● Extrait
______
Neutraliser un conflit ouvert avec la Cour de justice de l’Union européenne

La stratégie du Conseil d’Etat est volontairement ambivalente, voire ambigüe : en un sens, tout est fait pour déminer une guerre ouverte avec la Cour de justice dans un contexte où celle-ci fait l’objet de critiques assez sérieuses. Les stratégies à l’œuvre ne manquent pas : opérance des moyens (qui nous semble une limite en pratique beaucoup plus forte à l’efficacité du droit de l’Union), interprétation neutralisante du droit de l’Union, refus de l’ultra vires. Dans l’autre sens, le Conseil ne feint pas non plus l’irénisme : la fermeté du rappel de la primauté de la Constitution, y compris, ici, dans les éléments du bloc de constitutionnalité qui n’ont pas la plus forte portée normative (essentiellement des objectifs de valeur constitutionnelle) ne souffre d’aucune ambiguïté, a fortiori à la lumière des conclusions éclairantes, bien qu’à certains égards décoiffantes, d’Alexandre Lallet.

Le Conseil d’Etat applique la logique Arcelor dans une configuration contentieuse très différente. Arcelor prévoyait une requalification d’un moyen tiré de l’inconstitutionnalité d’un acte de transposition ou de mise en œuvre du droit de l’Union en moyen d’inconventionnalité de l’acte de droit dérivé lui-même ; c’est la fameuse « translation » devant permettre une mise en œuvre implicite du principe de primauté respectueuse de l’identité constitutionnelle nationale : une forme de confiance – au demeurant plus unilatérale que mutuelle – entre juges fondée sur une présomption, réfragable, d’équivalence des blocs de constitutionnalité et de conventionnalité.

French Data Network apparaît comme un miroir d’Arcelor : le Conseil d’Etat fait une interprétation neutralisante du droit de l’Union (de la jurisprudence plus que du droit dérivé) de manière à le rendre compatible avec les exigences constitutionnelles et ne pas avoir à appliquer la réserve de constitutionnalité dans une hypothèse où, précisément, il n’y a pas d’équivalence matérielle entre le bloc de constitutionnalité et le bloc de conventionnalité. Dans ce « Arcelor 2.0 », le Conseil est confronté à une sorte de « lost in translation » puisque les exigences constitutionnelles de sécurité et d’ordre public ne sont pas protégées de manière équivalente par le droit de l’Union.
______
● Données fournies
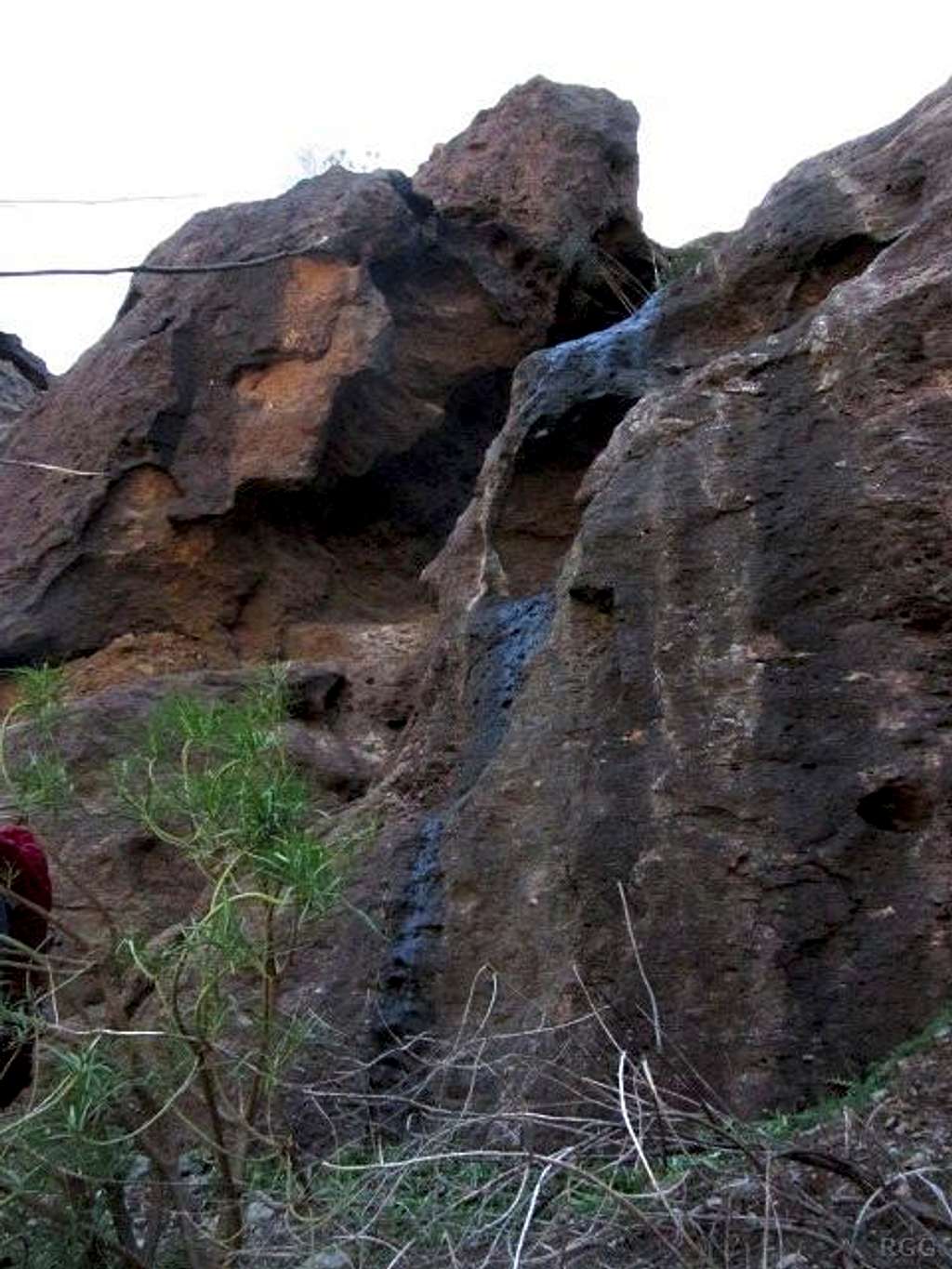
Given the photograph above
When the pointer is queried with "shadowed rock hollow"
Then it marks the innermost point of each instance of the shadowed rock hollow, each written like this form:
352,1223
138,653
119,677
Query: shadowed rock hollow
694,621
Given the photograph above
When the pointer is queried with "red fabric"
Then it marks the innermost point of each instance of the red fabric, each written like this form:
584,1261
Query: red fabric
23,869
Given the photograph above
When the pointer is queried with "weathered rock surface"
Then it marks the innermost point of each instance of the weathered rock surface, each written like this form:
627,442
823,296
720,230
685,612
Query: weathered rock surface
291,443
21,379
694,627
725,687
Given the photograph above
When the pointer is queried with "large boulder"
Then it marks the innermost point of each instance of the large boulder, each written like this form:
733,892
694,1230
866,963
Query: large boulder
697,627
291,442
______
● Consigne
Recopiez tel quel le passage de l'extrait qui va de « La stratégie du » jusqu'à « décoiffantes, d’Alexandre Lallet. » inclus.

● Résultat obtenu
La stratégie du Conseil d’Etat est volontairement ambivalente, voire ambigüe : en un sens, tout est fait pour déminer une guerre ouverte avec la Cour de justice dans un contexte où celle-ci fait l’objet de critiques assez sérieuses. Les stratégies à l’œuvre ne manquent pas : opérance des moyens (qui nous semble une limite en pratique beaucoup plus forte à l’efficacité du droit de l’Union), interprétation neutralisante du droit de l’Union, refus de l’ultra vires. Dans l’autre sens, le Conseil ne feint pas non plus l’irénisme : la fermeté du rappel de la primauté de la Constitution, y compris, ici, dans les éléments du bloc de constitutionnalité qui n’ont pas la plus forte portée normative (essentiellement des objectifs de valeur constitutionnelle) ne souffre d’aucune ambiguïté, a fortiori à la lumière des conclusions éclairantes, bien qu’à certains égards décoiffantes, d’Alexandre Lallet.